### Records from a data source
Content starts
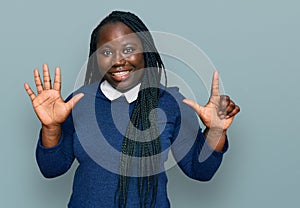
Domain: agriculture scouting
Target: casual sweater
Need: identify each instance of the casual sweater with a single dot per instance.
(93, 135)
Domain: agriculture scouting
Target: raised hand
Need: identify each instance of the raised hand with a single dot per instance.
(219, 110)
(217, 115)
(48, 104)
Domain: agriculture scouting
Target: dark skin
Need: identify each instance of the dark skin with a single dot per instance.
(121, 60)
(119, 56)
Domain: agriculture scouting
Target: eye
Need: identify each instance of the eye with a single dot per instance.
(106, 52)
(128, 50)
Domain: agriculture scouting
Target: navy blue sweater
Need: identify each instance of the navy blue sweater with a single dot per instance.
(93, 135)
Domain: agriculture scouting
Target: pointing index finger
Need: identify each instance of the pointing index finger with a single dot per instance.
Content ends
### What you need to do
After locating the line that holds "Target: navy blue sweater", print it and each line after it through the end of the data, exactly as it stands.

### Expected answer
Target: navy blue sweater
Need: identify each instance of the navy blue sweater with a single dot per instance.
(93, 135)
Domain: agriculture scouting
Target: pointing index finger
Need: identify each instance of the pointing index finger with a single dot per instance.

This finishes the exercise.